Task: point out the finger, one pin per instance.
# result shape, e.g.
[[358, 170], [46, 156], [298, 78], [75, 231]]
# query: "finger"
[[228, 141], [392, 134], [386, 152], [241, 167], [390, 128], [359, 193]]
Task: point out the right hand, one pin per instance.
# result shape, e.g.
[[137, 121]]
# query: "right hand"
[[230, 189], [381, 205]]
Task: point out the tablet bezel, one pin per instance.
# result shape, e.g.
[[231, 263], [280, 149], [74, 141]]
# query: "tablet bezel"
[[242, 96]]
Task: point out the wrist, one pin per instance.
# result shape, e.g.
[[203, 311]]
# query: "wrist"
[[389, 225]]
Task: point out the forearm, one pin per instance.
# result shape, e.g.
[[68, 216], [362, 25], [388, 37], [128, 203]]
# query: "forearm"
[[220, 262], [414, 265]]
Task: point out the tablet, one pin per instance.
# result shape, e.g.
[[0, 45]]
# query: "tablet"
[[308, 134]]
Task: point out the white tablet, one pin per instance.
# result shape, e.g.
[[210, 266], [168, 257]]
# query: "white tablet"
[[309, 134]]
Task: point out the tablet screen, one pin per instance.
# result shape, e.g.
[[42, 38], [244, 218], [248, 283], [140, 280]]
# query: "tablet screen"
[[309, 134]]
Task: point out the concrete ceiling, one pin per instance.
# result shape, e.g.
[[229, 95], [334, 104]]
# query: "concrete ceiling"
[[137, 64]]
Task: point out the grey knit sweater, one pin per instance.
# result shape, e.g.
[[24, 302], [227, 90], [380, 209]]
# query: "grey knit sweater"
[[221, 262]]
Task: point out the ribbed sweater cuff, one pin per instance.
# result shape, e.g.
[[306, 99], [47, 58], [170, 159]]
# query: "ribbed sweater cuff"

····················

- [Task prompt] Print every line of the records exactly. Omit nothing.

- [Problem solution]
Task: point out the finger, one pin per instance.
# result shape, e.g.
[[358, 170], [46, 156], [298, 78], [75, 231]]
# query: "finger"
[[228, 141], [392, 134], [386, 152], [241, 167], [390, 128], [359, 193]]
Task: point out the right hand, one pin per instance.
# result shape, e.g.
[[137, 121]]
# query: "right hand"
[[230, 189], [381, 205]]
Task: point out the tablet bezel, one pin per instance.
# result shape, e.g.
[[231, 263], [280, 149], [74, 141]]
# query: "tablet bezel"
[[242, 96]]
Task: point out the wrist, one pin per instance.
# result shape, e.g.
[[203, 311]]
# query: "wrist"
[[389, 225]]
Task: point out the forearm, one pin per instance.
# result shape, e.g.
[[68, 216], [362, 25], [388, 37], [128, 203]]
# query: "forearm"
[[220, 262], [414, 265]]
Task: point out the tablet, one pin per instance.
# result shape, e.g.
[[0, 45]]
# query: "tablet"
[[308, 134]]
Task: point out the white tablet, one pin per instance.
# result shape, e.g.
[[210, 266], [168, 257]]
# query: "white tablet"
[[309, 134]]
Task: point out the tablet screen, one pin per instance.
# result shape, e.g.
[[42, 38], [244, 218], [248, 283], [140, 280]]
# query: "tablet screen"
[[309, 134]]
Task: point out the concrete ceiling, one pin per instance.
# result shape, e.g.
[[229, 95], [334, 104]]
# query: "concrete ceiling"
[[137, 64]]
Task: point out the grey knit sweater, one pin per instance.
# result shape, e.g.
[[24, 302], [227, 90], [380, 209]]
# query: "grey knit sweater"
[[221, 262]]
Task: point out the ribbed sweater cuff, one pin per instance.
# result shape, e.g.
[[306, 99], [47, 58], [170, 159]]
# query: "ribbed sweater cuff"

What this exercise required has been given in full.